» **Exercise requirements**
Transcribe every entry word for word. Skip the pictures.

§

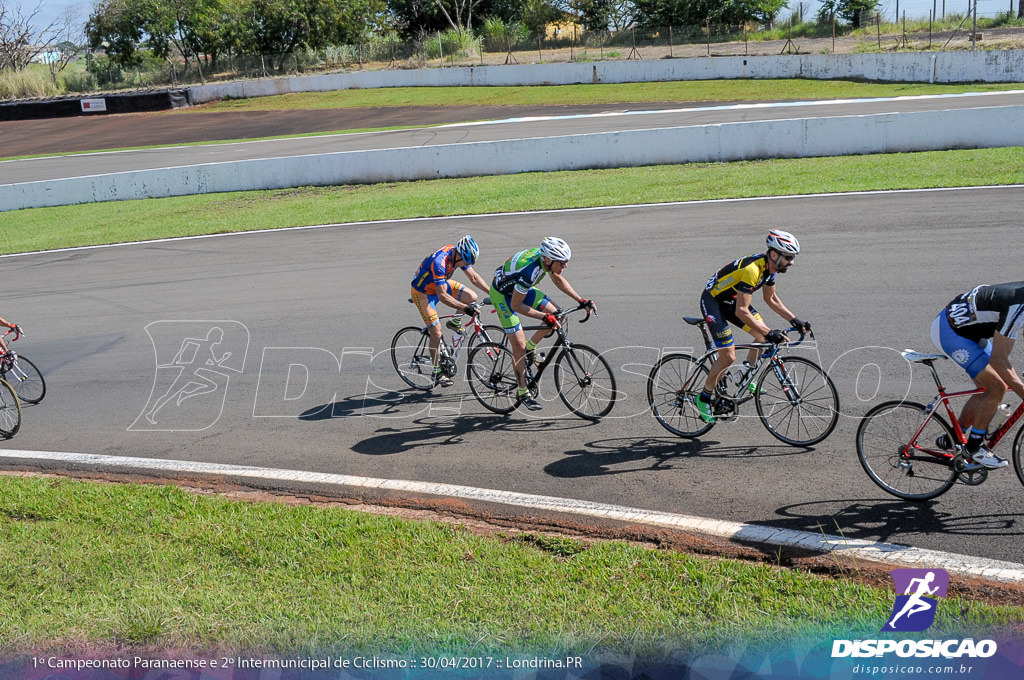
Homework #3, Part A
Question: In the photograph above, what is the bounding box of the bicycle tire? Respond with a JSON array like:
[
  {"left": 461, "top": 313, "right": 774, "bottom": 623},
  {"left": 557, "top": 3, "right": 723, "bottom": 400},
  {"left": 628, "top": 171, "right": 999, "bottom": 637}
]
[
  {"left": 647, "top": 354, "right": 715, "bottom": 438},
  {"left": 555, "top": 344, "right": 618, "bottom": 421},
  {"left": 754, "top": 356, "right": 839, "bottom": 447},
  {"left": 391, "top": 326, "right": 434, "bottom": 390},
  {"left": 0, "top": 380, "right": 22, "bottom": 439},
  {"left": 857, "top": 401, "right": 958, "bottom": 501},
  {"left": 466, "top": 342, "right": 519, "bottom": 415},
  {"left": 467, "top": 324, "right": 505, "bottom": 349},
  {"left": 0, "top": 354, "right": 46, "bottom": 403},
  {"left": 1013, "top": 427, "right": 1024, "bottom": 484}
]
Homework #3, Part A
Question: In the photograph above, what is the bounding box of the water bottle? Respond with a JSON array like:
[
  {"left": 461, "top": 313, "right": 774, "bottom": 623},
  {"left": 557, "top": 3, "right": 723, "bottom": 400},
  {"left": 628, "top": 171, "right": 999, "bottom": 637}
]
[{"left": 988, "top": 403, "right": 1014, "bottom": 435}]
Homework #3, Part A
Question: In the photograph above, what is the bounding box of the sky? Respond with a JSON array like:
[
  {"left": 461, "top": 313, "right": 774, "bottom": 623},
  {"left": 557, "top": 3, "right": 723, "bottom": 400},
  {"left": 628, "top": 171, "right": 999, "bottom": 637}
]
[{"left": 12, "top": 0, "right": 1019, "bottom": 35}]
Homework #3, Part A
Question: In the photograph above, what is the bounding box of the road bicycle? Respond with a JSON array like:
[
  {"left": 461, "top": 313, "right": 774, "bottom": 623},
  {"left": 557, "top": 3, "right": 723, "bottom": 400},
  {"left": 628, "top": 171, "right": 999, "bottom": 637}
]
[
  {"left": 0, "top": 326, "right": 46, "bottom": 403},
  {"left": 466, "top": 306, "right": 617, "bottom": 421},
  {"left": 647, "top": 316, "right": 839, "bottom": 447},
  {"left": 857, "top": 349, "right": 1024, "bottom": 501},
  {"left": 0, "top": 379, "right": 22, "bottom": 439},
  {"left": 391, "top": 298, "right": 505, "bottom": 390}
]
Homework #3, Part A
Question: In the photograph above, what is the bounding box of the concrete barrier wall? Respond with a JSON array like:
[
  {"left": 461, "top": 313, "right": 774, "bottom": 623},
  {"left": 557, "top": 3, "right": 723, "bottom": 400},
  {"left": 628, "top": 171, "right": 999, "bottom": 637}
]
[
  {"left": 0, "top": 107, "right": 1024, "bottom": 210},
  {"left": 189, "top": 50, "right": 1024, "bottom": 103}
]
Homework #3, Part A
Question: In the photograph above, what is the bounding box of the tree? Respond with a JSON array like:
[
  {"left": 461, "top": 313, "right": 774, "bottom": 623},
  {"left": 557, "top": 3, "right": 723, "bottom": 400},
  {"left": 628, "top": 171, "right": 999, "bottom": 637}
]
[
  {"left": 85, "top": 0, "right": 144, "bottom": 67},
  {"left": 46, "top": 7, "right": 85, "bottom": 84},
  {"left": 0, "top": 0, "right": 57, "bottom": 71}
]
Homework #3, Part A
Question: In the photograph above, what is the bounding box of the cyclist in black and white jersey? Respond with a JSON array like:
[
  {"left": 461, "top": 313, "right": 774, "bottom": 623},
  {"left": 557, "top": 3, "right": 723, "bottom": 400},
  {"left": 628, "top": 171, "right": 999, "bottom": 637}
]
[{"left": 932, "top": 281, "right": 1024, "bottom": 468}]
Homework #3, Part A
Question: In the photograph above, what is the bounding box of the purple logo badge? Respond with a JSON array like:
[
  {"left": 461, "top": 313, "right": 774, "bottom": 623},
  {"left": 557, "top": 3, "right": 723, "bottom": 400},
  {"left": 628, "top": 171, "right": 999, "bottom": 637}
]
[{"left": 882, "top": 569, "right": 949, "bottom": 633}]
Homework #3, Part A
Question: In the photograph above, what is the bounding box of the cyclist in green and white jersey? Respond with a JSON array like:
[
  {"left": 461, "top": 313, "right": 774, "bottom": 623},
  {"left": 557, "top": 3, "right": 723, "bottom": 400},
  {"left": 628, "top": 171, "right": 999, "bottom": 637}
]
[{"left": 490, "top": 237, "right": 597, "bottom": 411}]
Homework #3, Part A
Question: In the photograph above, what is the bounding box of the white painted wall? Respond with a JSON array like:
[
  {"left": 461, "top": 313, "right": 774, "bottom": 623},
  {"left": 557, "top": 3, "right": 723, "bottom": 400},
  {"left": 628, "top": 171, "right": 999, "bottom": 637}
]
[
  {"left": 0, "top": 107, "right": 1024, "bottom": 210},
  {"left": 188, "top": 50, "right": 1024, "bottom": 103}
]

§

» **Response**
Homework #3, Part A
Question: In the photograph above, what is the bounding box of the bicycle tire? Respond with a JSON array like:
[
  {"left": 461, "top": 313, "right": 774, "bottom": 623},
  {"left": 557, "top": 3, "right": 723, "bottom": 400},
  {"left": 628, "top": 171, "right": 999, "bottom": 637}
]
[
  {"left": 647, "top": 354, "right": 715, "bottom": 438},
  {"left": 555, "top": 344, "right": 618, "bottom": 421},
  {"left": 754, "top": 356, "right": 839, "bottom": 447},
  {"left": 391, "top": 326, "right": 434, "bottom": 390},
  {"left": 0, "top": 380, "right": 22, "bottom": 439},
  {"left": 857, "top": 401, "right": 958, "bottom": 501},
  {"left": 466, "top": 342, "right": 519, "bottom": 415},
  {"left": 467, "top": 324, "right": 505, "bottom": 349},
  {"left": 0, "top": 354, "right": 46, "bottom": 403},
  {"left": 1013, "top": 427, "right": 1024, "bottom": 484}
]
Homework #3, Part A
Question: In the photograph above, what is the bounding box of the water bottle? Respond with a JSON array like:
[
  {"left": 461, "top": 313, "right": 774, "bottom": 623},
  {"left": 557, "top": 3, "right": 723, "bottom": 400},
  {"left": 628, "top": 171, "right": 999, "bottom": 637}
]
[{"left": 988, "top": 403, "right": 1014, "bottom": 435}]
Homework #3, Part A
Question: In the photograph above, what is the bounding box of the sky? Respond with a JSON array like:
[
  {"left": 461, "top": 313, "right": 774, "bottom": 623},
  {"left": 557, "top": 3, "right": 723, "bottom": 400},
  {"left": 628, "top": 171, "right": 999, "bottom": 637}
]
[{"left": 12, "top": 0, "right": 1019, "bottom": 35}]
Homework #3, Part A
Question: In the photograph above, what is the bounding box of the road bicycle? Respond with a JSON array like:
[
  {"left": 461, "top": 313, "right": 774, "bottom": 623},
  {"left": 557, "top": 3, "right": 723, "bottom": 400},
  {"left": 628, "top": 171, "right": 999, "bottom": 637}
]
[
  {"left": 0, "top": 326, "right": 46, "bottom": 403},
  {"left": 466, "top": 306, "right": 617, "bottom": 421},
  {"left": 647, "top": 316, "right": 839, "bottom": 447},
  {"left": 857, "top": 349, "right": 1024, "bottom": 501},
  {"left": 0, "top": 379, "right": 22, "bottom": 439},
  {"left": 391, "top": 298, "right": 505, "bottom": 390}
]
Homework #3, Part A
Question: In the photograph above, what is the bounding box of the concrete barrier wall? Respond with a JSON array like:
[
  {"left": 461, "top": 313, "right": 774, "bottom": 623},
  {"left": 557, "top": 3, "right": 723, "bottom": 400},
  {"left": 628, "top": 171, "right": 999, "bottom": 637}
]
[
  {"left": 0, "top": 107, "right": 1024, "bottom": 210},
  {"left": 189, "top": 50, "right": 1024, "bottom": 103}
]
Homework #3, Part A
Question: In the photograph above, what is the bounding box of the tree? Respond with a JSON array like:
[
  {"left": 461, "top": 313, "right": 774, "bottom": 623},
  {"left": 557, "top": 3, "right": 723, "bottom": 400},
  {"left": 628, "top": 171, "right": 999, "bottom": 637}
]
[
  {"left": 85, "top": 0, "right": 144, "bottom": 67},
  {"left": 46, "top": 7, "right": 85, "bottom": 84},
  {"left": 0, "top": 0, "right": 57, "bottom": 71}
]
Homework #3, Part A
Question: In the photograph above, what is the bounding box of the cyclist in black and white jersey? Respond with a JSON array like:
[
  {"left": 461, "top": 313, "right": 774, "bottom": 623},
  {"left": 557, "top": 3, "right": 723, "bottom": 400},
  {"left": 628, "top": 171, "right": 999, "bottom": 637}
]
[{"left": 932, "top": 281, "right": 1024, "bottom": 468}]
Homework #3, Part A
Question: In the photograph above, what is the bounding box of the purple logo badge? Respond with a JSON array like:
[
  {"left": 461, "top": 313, "right": 774, "bottom": 623},
  {"left": 557, "top": 3, "right": 723, "bottom": 400},
  {"left": 628, "top": 171, "right": 999, "bottom": 637}
]
[{"left": 882, "top": 569, "right": 949, "bottom": 633}]
Homework #3, Part A
Question: In the photograph above, what is the bounding box of the cyclist in green and white jersey? Respond with a JSON array like:
[
  {"left": 461, "top": 313, "right": 774, "bottom": 623},
  {"left": 557, "top": 3, "right": 723, "bottom": 400},
  {"left": 628, "top": 171, "right": 999, "bottom": 637}
]
[{"left": 490, "top": 237, "right": 597, "bottom": 411}]
Homework #3, Part A
Question: In the photograph above, what is the bounding box of the white painted wall? Respond with a JSON array like:
[
  {"left": 461, "top": 313, "right": 774, "bottom": 623},
  {"left": 557, "top": 3, "right": 723, "bottom": 400},
  {"left": 628, "top": 171, "right": 999, "bottom": 637}
]
[
  {"left": 0, "top": 107, "right": 1024, "bottom": 210},
  {"left": 188, "top": 50, "right": 1024, "bottom": 103}
]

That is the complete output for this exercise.